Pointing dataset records
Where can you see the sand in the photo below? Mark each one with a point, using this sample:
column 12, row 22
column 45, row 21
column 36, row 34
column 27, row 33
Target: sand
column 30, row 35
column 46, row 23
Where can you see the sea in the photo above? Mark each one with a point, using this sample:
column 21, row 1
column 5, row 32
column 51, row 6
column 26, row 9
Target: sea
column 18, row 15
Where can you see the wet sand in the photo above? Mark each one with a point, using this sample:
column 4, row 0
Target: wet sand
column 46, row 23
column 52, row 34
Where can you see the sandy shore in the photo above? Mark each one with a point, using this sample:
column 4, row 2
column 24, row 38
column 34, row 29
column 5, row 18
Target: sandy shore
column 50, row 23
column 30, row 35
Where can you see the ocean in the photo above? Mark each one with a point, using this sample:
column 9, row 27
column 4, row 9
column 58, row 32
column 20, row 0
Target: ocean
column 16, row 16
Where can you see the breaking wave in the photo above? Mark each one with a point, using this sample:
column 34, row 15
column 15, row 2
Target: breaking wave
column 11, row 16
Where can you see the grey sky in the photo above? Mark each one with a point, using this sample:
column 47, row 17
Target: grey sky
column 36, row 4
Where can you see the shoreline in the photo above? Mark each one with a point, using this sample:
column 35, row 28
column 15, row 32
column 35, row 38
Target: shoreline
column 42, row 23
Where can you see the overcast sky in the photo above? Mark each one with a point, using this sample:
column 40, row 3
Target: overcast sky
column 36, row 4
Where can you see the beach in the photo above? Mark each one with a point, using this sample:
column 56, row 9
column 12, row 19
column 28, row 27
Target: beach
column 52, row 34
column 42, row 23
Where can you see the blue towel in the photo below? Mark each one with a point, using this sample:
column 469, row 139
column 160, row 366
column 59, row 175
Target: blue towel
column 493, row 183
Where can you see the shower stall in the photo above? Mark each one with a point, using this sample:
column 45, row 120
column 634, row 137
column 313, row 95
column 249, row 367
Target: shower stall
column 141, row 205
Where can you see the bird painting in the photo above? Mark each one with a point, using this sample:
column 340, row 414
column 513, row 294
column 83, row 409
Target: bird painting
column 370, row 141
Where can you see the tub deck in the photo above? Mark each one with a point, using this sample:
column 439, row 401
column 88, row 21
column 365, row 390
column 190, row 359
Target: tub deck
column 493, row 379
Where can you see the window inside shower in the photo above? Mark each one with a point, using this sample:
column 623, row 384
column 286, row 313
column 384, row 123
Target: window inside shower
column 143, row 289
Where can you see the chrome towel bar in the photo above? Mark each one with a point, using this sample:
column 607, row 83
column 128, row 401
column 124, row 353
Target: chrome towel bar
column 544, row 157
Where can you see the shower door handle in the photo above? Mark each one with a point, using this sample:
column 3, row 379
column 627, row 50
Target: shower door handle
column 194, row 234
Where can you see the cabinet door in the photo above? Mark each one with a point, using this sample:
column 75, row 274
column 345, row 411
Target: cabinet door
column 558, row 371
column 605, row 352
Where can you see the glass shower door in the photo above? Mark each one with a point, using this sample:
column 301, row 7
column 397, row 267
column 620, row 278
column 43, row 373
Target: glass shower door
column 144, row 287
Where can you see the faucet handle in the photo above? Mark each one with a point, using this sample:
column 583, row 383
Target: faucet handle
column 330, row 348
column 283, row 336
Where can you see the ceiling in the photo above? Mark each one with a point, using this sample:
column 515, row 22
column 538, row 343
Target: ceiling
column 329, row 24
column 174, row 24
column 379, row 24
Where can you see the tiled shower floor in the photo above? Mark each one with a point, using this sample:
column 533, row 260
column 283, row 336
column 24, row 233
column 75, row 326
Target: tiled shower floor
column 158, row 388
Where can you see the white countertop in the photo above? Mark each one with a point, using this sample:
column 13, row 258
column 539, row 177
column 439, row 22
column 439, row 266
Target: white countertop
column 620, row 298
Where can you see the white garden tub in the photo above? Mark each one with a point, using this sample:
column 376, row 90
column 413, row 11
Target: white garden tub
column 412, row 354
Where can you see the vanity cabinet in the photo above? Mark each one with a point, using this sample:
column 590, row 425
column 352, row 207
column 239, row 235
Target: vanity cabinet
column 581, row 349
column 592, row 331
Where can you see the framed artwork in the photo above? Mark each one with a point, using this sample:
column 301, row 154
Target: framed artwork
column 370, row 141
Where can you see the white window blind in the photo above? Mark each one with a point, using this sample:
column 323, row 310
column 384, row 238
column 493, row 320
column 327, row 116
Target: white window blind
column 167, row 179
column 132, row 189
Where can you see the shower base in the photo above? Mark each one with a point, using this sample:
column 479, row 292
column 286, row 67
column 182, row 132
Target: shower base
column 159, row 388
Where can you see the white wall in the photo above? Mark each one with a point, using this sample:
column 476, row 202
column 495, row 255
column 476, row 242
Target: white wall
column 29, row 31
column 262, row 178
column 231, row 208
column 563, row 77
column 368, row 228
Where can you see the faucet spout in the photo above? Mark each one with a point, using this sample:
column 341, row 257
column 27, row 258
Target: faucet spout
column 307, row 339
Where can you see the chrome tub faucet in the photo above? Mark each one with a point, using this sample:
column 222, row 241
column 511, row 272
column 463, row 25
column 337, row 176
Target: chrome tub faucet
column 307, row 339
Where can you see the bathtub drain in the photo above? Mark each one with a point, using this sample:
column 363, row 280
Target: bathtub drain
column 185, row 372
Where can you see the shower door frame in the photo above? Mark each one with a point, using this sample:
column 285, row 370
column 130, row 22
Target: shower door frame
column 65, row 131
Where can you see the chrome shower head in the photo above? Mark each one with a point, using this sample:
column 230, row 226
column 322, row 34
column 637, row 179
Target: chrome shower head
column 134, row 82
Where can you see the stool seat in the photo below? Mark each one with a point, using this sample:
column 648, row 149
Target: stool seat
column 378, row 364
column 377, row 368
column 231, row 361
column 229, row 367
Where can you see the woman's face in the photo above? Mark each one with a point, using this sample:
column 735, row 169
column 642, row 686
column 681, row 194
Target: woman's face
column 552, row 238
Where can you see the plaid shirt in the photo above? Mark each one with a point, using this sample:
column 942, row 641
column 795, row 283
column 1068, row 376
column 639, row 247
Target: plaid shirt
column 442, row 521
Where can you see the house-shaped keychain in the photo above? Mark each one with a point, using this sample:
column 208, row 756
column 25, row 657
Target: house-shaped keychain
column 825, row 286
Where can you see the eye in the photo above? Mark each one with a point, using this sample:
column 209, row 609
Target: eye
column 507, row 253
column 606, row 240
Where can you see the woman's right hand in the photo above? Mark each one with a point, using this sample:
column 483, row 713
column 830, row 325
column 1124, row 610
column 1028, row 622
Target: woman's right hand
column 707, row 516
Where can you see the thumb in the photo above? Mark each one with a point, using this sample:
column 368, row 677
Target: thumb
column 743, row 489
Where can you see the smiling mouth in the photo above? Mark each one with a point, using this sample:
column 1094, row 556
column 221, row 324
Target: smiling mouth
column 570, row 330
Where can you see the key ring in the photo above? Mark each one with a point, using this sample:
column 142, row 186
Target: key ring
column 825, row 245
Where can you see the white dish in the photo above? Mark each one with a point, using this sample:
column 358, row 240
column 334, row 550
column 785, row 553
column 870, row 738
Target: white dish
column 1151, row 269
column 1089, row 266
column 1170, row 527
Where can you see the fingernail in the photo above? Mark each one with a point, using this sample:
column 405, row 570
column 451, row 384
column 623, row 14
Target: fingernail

*Goal of the exercise*
Update the material from its first line through the line holding "column 11, row 16", both ends included, so that "breaking wave" becomes "crashing wave" and everything else stays unchanged.

*Solution for this problem*
Where can you see the sand in the photo below? Mark each one with a point, using this sample:
column 12, row 22
column 45, row 21
column 36, row 34
column 27, row 33
Target: sand
column 30, row 35
column 46, row 23
Where can you see the sea in the photo above? Mark each one with a point, using this sample:
column 21, row 1
column 5, row 32
column 51, row 6
column 26, row 9
Target: sea
column 18, row 15
Where can you see the wet sand in the photo above? Mark each one with a point, using this sample:
column 4, row 0
Target: wet sand
column 46, row 23
column 52, row 34
Where can you see the sandy shore in the photo above? Mark each one with a point, using this sample:
column 4, row 2
column 24, row 38
column 34, row 29
column 5, row 18
Target: sandy shore
column 50, row 23
column 30, row 35
Where can you see the ocean in the photo above? Mark each one with a point, using this sample:
column 9, row 27
column 4, row 9
column 58, row 32
column 20, row 0
Target: ocean
column 16, row 16
Where can you see the crashing wave in the photo above? Mark each one with a point, using this sample:
column 34, row 15
column 15, row 2
Target: crashing wave
column 11, row 16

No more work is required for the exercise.